> _SET EXERCISE A_: Condense the paragraph of the article below on Mississippi's abortion case that begins "The effort to get abortion back" into a short bulleted list that keeps its main facts.

> _EXCERPTED PASSAGE_:
* Start *
Anti-Abortion Activists Had A Plan To Get To The Supreme Court. It Worked.

The Supreme Court — now with a 6–3 conservative majority — will consider Mississippi’s 15-week abortion ban during the next term.

The nine Supreme Court justices pose for a group photo

When Mississippi passed a law in early 2018 that banned nearly all abortions after 15 weeks of pregnancy, state officials and anti-abortion advocates knew it was unlikely to survive challenges in the lower courts. The goal was to get to the US Supreme Court.

The strategy worked. On Monday, the court announced it would hear the Mississippi case during the next term and consider whether any ban on abortion before a fetus is viable — that is, before it can survive outside of a person’s womb — is unconstitutional. It’s a question that lower courts had considered settled as they repeatedly blocked the Mississippi law and other similar bans that were enacted in more than 10 states during the Trump administration.

That the court is taking up the Mississippi case now is a sign that at least some of the justices are open to revisiting — and potentially dismantling — abortion rights that had been established for decades. It’s also the first major abortion case that the court will hear since Justice Amy Coney Barrett was confirmed in October 2020, deepening the conservative majority to 6–3.

The effort to get abortion back before the Supreme Court took shape shortly after Donald Trump won the presidency in 2016. In a bid to gain the powerful endorsements of major figures in evangelical and Catholic communities, the former president vowed to focus on repealing abortion rights and overturning Roe v. Wade by appointing conservative justices with anti-abortion views. Groups like Americans United for Life and the National Right to Life Committee began constructing and disseminating highly restrictive anti-abortion laws through state legislatures and launching education campaigns to get state politicians on board.

Over the next four years — which saw the confirmation of three conservative justices, Barrett, Neil Gorsuch, and Brett Kavanaugh — state legislatures sent a string of previability abortion bans and other anti-abortion laws to the desks of Republican governors. In 2019 alone, 12 governors signed 58 restrictive laws, ranging from requiring doctors to read a script containing anti-abortion information ahead of the procedure to imposing blanket bans on abortions after 6 weeks of pregnancy.
* End *
> _SET EXERCISE B_: Collect every line in the entries below that contains the string "heron". Case matters when matching.

> _RECORDS PROVIDED_:
* Start *
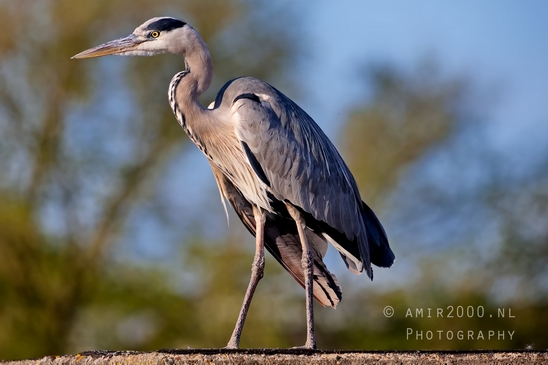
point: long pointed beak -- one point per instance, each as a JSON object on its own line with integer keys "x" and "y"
{"x": 117, "y": 46}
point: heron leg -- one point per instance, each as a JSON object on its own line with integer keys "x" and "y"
{"x": 257, "y": 270}
{"x": 307, "y": 264}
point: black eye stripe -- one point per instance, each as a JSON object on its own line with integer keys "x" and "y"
{"x": 165, "y": 24}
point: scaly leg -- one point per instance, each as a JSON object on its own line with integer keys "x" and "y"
{"x": 308, "y": 267}
{"x": 257, "y": 270}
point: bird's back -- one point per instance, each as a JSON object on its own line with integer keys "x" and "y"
{"x": 294, "y": 162}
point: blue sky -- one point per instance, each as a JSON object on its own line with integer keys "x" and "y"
{"x": 502, "y": 45}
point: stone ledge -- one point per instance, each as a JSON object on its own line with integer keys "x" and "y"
{"x": 289, "y": 357}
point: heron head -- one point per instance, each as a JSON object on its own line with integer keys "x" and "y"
{"x": 155, "y": 36}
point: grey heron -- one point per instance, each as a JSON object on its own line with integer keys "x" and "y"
{"x": 279, "y": 171}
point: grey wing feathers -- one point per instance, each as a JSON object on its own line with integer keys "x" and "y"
{"x": 281, "y": 240}
{"x": 302, "y": 166}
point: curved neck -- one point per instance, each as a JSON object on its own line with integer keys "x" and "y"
{"x": 187, "y": 85}
{"x": 199, "y": 67}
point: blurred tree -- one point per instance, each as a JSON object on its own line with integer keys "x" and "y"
{"x": 83, "y": 145}
{"x": 467, "y": 222}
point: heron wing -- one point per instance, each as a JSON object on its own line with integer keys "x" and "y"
{"x": 282, "y": 241}
{"x": 298, "y": 163}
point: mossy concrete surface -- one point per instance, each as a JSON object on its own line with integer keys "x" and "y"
{"x": 289, "y": 357}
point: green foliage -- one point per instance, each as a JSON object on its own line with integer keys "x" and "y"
{"x": 84, "y": 146}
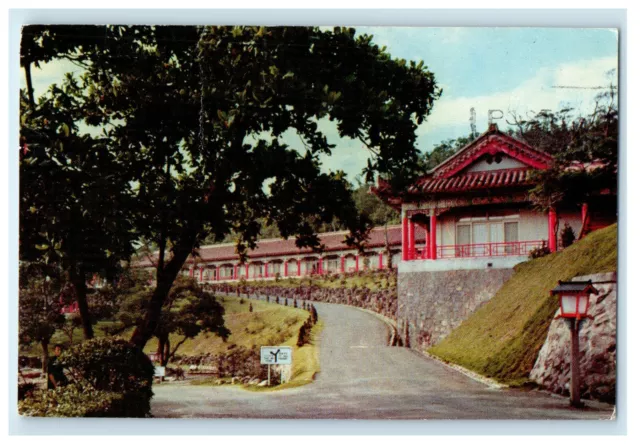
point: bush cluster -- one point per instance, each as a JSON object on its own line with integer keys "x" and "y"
{"x": 304, "y": 335}
{"x": 539, "y": 252}
{"x": 75, "y": 400}
{"x": 109, "y": 378}
{"x": 383, "y": 300}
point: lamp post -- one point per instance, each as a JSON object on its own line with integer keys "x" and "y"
{"x": 573, "y": 298}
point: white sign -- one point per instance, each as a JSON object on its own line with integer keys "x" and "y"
{"x": 275, "y": 355}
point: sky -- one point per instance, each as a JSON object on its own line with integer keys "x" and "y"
{"x": 508, "y": 69}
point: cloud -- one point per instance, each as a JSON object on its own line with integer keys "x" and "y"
{"x": 551, "y": 88}
{"x": 49, "y": 73}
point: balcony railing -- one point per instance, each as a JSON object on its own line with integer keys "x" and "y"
{"x": 488, "y": 250}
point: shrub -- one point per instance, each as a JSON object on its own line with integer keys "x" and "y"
{"x": 75, "y": 400}
{"x": 25, "y": 389}
{"x": 116, "y": 366}
{"x": 539, "y": 252}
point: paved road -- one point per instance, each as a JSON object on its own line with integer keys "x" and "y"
{"x": 361, "y": 377}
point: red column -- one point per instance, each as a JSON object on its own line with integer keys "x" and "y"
{"x": 553, "y": 242}
{"x": 432, "y": 238}
{"x": 412, "y": 241}
{"x": 426, "y": 253}
{"x": 405, "y": 239}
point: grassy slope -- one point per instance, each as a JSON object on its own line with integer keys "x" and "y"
{"x": 268, "y": 324}
{"x": 502, "y": 339}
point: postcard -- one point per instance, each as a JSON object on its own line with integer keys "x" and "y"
{"x": 318, "y": 222}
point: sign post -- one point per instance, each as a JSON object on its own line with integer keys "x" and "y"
{"x": 280, "y": 355}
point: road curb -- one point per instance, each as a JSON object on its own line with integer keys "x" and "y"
{"x": 390, "y": 323}
{"x": 465, "y": 371}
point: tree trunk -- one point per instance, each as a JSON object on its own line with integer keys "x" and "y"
{"x": 165, "y": 280}
{"x": 172, "y": 354}
{"x": 167, "y": 352}
{"x": 27, "y": 72}
{"x": 79, "y": 281}
{"x": 387, "y": 247}
{"x": 160, "y": 349}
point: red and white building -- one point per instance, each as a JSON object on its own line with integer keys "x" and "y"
{"x": 472, "y": 211}
{"x": 281, "y": 258}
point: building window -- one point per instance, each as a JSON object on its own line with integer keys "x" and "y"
{"x": 486, "y": 238}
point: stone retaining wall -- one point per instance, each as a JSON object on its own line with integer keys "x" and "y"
{"x": 597, "y": 347}
{"x": 433, "y": 303}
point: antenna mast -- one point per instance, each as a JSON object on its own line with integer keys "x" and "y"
{"x": 472, "y": 120}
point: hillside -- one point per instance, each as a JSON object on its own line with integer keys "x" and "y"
{"x": 502, "y": 339}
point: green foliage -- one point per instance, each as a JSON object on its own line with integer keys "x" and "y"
{"x": 111, "y": 365}
{"x": 188, "y": 311}
{"x": 75, "y": 400}
{"x": 502, "y": 338}
{"x": 39, "y": 305}
{"x": 539, "y": 252}
{"x": 371, "y": 207}
{"x": 444, "y": 150}
{"x": 191, "y": 121}
{"x": 304, "y": 334}
{"x": 575, "y": 142}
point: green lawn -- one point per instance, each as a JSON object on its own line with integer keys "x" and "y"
{"x": 268, "y": 324}
{"x": 502, "y": 339}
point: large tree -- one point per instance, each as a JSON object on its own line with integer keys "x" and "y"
{"x": 75, "y": 204}
{"x": 42, "y": 291}
{"x": 196, "y": 117}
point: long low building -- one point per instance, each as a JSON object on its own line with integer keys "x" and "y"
{"x": 281, "y": 258}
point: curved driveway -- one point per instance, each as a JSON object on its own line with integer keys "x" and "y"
{"x": 361, "y": 377}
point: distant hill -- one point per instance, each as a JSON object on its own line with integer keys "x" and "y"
{"x": 502, "y": 339}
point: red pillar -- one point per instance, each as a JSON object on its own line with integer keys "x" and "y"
{"x": 426, "y": 253}
{"x": 553, "y": 242}
{"x": 412, "y": 241}
{"x": 432, "y": 237}
{"x": 405, "y": 239}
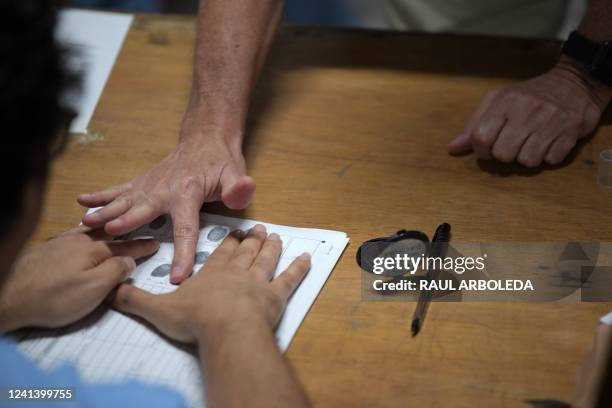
* End *
> _EXERCISE ANSWER A_:
- The push to bring abortion back before the Supreme Court began soon after Donald Trump won the presidency in 2016.
- Seeking endorsements from major evangelical and Catholic figures, he promised to work toward repealing abortion rights and overturning Roe v. Wade by appointing conservative justices with anti-abortion views.
- Groups such as Americans United for Life and the National Right to Life Committee drafted highly restrictive anti-abortion laws and spread them through state legislatures.
- The same groups ran education campaigns to win over state politicians.

> _EXERCISE ANSWER B_:
point: heron leg -- one point per instance, each as a JSON object on its own line with integer keys "x" and "y"
point: heron head -- one point per instance, each as a JSON object on its own line with integer keys "x" and "y"
point: grey heron -- one point per instance, each as a JSON object on its own line with integer keys "x" and "y"
point: heron wing -- one point per instance, each as a JSON object on its own line with integer keys "x" and "y"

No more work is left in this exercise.